** Begin **

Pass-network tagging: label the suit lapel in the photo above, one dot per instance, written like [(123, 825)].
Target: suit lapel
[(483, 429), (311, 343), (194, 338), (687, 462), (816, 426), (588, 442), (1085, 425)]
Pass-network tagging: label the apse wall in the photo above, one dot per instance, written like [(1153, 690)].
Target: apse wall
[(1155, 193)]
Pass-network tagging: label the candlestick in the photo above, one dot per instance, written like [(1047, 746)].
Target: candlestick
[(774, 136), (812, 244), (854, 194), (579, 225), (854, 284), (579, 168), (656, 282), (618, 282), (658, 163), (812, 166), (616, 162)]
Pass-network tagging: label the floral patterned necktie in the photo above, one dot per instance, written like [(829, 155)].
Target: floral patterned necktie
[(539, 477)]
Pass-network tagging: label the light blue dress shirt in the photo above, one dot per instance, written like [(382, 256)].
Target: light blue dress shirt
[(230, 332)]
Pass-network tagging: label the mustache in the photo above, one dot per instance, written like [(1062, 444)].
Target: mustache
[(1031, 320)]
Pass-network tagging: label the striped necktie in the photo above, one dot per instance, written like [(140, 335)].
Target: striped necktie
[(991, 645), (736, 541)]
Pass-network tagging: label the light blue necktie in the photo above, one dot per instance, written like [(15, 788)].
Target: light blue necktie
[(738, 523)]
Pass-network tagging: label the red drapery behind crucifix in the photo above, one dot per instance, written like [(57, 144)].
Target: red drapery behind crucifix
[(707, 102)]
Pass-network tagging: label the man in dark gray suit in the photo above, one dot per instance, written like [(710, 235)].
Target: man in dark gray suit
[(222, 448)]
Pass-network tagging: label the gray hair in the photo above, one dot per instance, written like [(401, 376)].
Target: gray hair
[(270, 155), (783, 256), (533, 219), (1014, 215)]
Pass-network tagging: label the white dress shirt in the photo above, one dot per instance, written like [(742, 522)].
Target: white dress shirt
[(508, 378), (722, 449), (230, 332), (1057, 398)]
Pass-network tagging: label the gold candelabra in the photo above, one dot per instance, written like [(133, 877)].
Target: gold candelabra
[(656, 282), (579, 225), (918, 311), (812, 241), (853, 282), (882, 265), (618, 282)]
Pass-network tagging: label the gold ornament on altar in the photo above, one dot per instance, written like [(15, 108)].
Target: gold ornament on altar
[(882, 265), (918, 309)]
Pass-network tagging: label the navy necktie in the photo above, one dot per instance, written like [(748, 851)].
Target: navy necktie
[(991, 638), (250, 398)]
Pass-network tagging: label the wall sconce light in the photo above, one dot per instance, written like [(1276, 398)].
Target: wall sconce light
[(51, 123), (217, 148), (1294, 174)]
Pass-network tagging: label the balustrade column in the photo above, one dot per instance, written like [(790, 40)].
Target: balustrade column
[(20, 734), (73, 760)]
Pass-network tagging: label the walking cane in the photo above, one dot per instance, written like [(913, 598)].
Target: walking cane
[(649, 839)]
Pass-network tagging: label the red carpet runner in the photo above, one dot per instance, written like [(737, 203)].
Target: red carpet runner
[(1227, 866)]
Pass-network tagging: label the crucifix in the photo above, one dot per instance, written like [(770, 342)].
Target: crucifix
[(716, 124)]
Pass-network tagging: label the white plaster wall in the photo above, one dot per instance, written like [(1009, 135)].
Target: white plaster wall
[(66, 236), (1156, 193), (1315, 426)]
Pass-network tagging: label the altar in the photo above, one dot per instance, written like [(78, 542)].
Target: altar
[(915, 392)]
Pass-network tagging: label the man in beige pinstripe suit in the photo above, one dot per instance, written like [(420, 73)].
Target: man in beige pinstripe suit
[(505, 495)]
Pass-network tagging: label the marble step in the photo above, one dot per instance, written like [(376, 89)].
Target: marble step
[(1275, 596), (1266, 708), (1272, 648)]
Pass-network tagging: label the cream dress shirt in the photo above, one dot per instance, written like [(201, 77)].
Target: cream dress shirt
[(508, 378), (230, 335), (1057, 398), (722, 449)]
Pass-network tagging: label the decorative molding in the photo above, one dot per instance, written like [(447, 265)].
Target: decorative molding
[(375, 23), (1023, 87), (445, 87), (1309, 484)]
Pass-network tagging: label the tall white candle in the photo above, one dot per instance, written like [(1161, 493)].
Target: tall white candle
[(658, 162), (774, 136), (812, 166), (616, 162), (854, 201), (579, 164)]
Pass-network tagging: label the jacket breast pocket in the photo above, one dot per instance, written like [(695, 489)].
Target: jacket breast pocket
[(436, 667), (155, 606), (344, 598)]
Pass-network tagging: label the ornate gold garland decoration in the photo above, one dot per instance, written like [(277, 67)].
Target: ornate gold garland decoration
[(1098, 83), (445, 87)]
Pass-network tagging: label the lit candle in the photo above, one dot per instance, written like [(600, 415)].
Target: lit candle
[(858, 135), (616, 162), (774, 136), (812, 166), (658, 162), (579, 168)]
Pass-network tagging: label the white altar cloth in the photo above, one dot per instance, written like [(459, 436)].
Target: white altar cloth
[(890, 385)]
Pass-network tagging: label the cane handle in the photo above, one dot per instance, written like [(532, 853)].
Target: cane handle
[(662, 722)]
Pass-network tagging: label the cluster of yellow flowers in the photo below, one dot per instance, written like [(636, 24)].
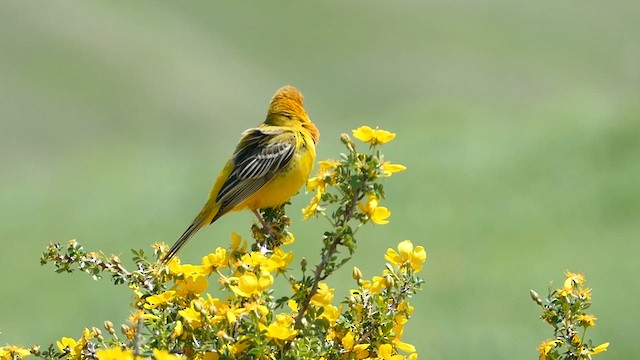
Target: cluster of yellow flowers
[(564, 310), (174, 317), (329, 171)]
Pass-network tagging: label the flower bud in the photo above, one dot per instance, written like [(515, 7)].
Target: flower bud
[(389, 281), (125, 329), (356, 274), (535, 297), (108, 325), (345, 139)]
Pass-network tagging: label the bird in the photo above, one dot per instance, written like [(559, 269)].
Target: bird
[(269, 165)]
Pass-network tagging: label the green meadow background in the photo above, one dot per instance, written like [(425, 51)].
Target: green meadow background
[(519, 123)]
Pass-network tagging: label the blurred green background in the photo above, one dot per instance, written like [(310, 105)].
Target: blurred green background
[(519, 123)]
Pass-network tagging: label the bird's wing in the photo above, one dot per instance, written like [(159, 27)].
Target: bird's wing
[(262, 152)]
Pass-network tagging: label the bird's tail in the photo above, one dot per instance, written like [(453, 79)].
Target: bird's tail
[(206, 216)]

** End **

* **TASK OBJECTIVE**
Change "Pass-network tagging" to "Point labeling" throughout all the rows above and leave everything else unchanged. Write out the result without the pictures.

* **CORRECT ANSWER**
Point labeling: label the suit lapel in the photo above, one dot per instance, written like [(123, 825)].
Target: suit lapel
[(483, 429), (311, 343), (194, 338), (687, 462), (816, 426), (588, 442), (1085, 425)]
Point labeling: label the apse wall in the photo above, one dot per instance, written like [(1153, 690)].
Target: apse wall
[(1155, 193)]
Point labeling: label the candlestick in the photo above, one dot per instance, written like [(1047, 746)].
Target: candlestick
[(774, 136), (812, 244), (854, 194), (579, 225), (854, 284), (579, 168), (656, 282), (618, 282), (658, 163), (812, 166), (616, 162)]
Point labeling: label the floral patterned necktie in the photo above, one dot per instance, written like [(829, 155)].
Target: floral patterned necktie
[(539, 477)]
Point labeling: label the light blue dress shirt in the photo above, one dot per instance, written like [(382, 256)].
Target: light blue dress shirt
[(230, 332)]
Point labeling: label the mustache in the photo above, one dot per instance, written like [(1062, 444)].
Target: mustache
[(1031, 320)]
Point labeling: label the striped necktie in the photo above, one dot per instance, written like [(140, 335)].
Target: striped necktie
[(991, 645), (736, 541)]
Point labeling: label the light blue necktie in the photo above, one dot per instance, written like [(15, 788)].
Target: light blue necktie
[(738, 523)]
Point labeling: label the red drapery behind crucifix in the photo above, one dot per instance, written like [(57, 144)].
Target: red drapery behind crucifix
[(707, 102)]
Point labeling: label the man in dark gray suit in the photo above, one dot per instance, written like [(710, 235)].
Target: man in dark gray suit
[(222, 448)]
Point labeling: label the gray hair in the photo above, one dot per instance, written like [(401, 376)].
Target: gray hair
[(270, 155), (783, 256), (533, 219), (1014, 215)]
Point labeling: label the white dress shirt in the photo above, one dot per instance, written like [(742, 522)].
Target: white dress shirt
[(508, 378), (722, 449), (230, 332), (1057, 398)]
Point labeling: label the gold candelabra in the photo above, one dot per instance, written like [(133, 877)].
Target: gold candelabra
[(656, 282), (579, 225), (918, 311), (812, 241), (853, 282), (882, 265), (618, 282)]
Point labeling: label the gold ornament on altar in the photo above, one dot per instance, written like [(15, 108)].
Target: gold ornament on altar
[(882, 265), (918, 309)]
Point labeling: label the navy necktie in the photo above, one dot per instance, written like [(748, 851)].
Target: navy necktie
[(991, 638), (250, 398)]
Point labeling: label the wall sconce light in the photo above, one dot per instance, written like [(1276, 398)].
Target: wall sconce light
[(51, 123), (217, 148), (1294, 174)]
Point labeling: label the balustrade column in the photo above, one dot per instance, written like [(790, 40)].
Target: balustrade column
[(20, 734), (73, 760)]
Point labeling: label the walking cane in the photo above, one dot per instance, written like [(913, 598)].
Target: walking cane
[(649, 839)]
Point labeling: label the red carpet runner in the photo above, one dot per instance, written like [(737, 203)].
Target: red carpet runner
[(1227, 866)]
Point labeling: label the crucifix in the photo above, one dot per instance, written like [(770, 342)].
Target: crucifix
[(716, 124)]
Point labeling: label the white plaster wall in the photo above, one dot per instance, written like [(1009, 135)].
Target: white plaster wall
[(66, 236), (1156, 193), (1315, 426)]
Point labeling: label the altar in the photo above, one dot per instance, written like [(78, 542)].
Target: altar
[(915, 392)]
Point labeling: label the man in beige pinstripe suit in the photo above, one dot per instance, written like [(420, 73)].
Target: man in beige pinstripe suit
[(505, 495)]
Point labeling: label the marble step in the photo above, one dot per instance, written like [(376, 89)].
Target: marble step
[(1275, 596), (1266, 708), (1272, 648)]
Point labeling: label the cream dress shirt in the photo above, one dot per instance, written like [(201, 77)].
Target: cream dress shirt
[(508, 378), (230, 335), (1057, 398), (722, 449)]
Point labeling: label the decorative molding in the photo above, one dot per instance, written like [(447, 265)].
Target: decorative molding
[(375, 23), (1023, 87), (445, 87), (1309, 484)]
Point labeling: label the tall white candle in the photo above, one dot per instance, written like [(1161, 493)].
Target: tall white candle
[(658, 162), (774, 136), (812, 166), (616, 162), (854, 201), (579, 164)]
Point labeling: label the jacket breast pocket in the photo above, one dot per instance, written like [(695, 489)].
Target: jacket breast pocket
[(436, 667), (155, 606), (344, 598)]
Point labeling: label the ornate gold garland decoration in the photo above, one dot per instance, written like [(277, 67)].
Target: ornate gold garland decoration
[(1098, 83), (445, 87)]
Point labeling: label the lit candle in the photo above, one dot per instance, written like [(600, 415)].
Target: lit candle
[(858, 135), (616, 162), (774, 136), (812, 166), (658, 162), (579, 168)]
Point labeling: label the white altar cloth in the photo above, one dot per instance, written like [(459, 436)].
Target: white altar cloth
[(890, 385)]
Point labeling: label the cane handle in the photo above, one dot per instance, written like [(532, 853)].
Target: cane handle
[(662, 722)]
Point labeling: label the cluster of yellow flowers in the photo below, one dot per instance, written like [(636, 24)].
Target: cluster of yellow flowers
[(564, 310), (174, 317), (329, 171)]
Point labeling: label the flower bud in the photo above, one dot per instance, written like [(515, 7)].
Target: flower bud
[(389, 281), (125, 329), (356, 274), (535, 297), (108, 325), (345, 139)]
Point labeling: label the bird in the photo above, one dot per instance, written like [(559, 269)].
Target: bird
[(269, 165)]
Point labeling: label the green meadow background in the photo above, one dot per instance, written like [(425, 51)].
Target: green meadow background
[(519, 123)]
Point labeling: label the blurred green background in the photo above, one dot per instance, written like [(310, 105)].
Target: blurred green background
[(519, 123)]
Point labeling: label the bird's wing in the photo above, one dot per instance, written like [(159, 27)].
Target: bird's wing
[(262, 152)]
Point labeling: label the bird's tail in the photo above, one dot per instance, written like [(453, 79)].
Target: bird's tail
[(206, 216)]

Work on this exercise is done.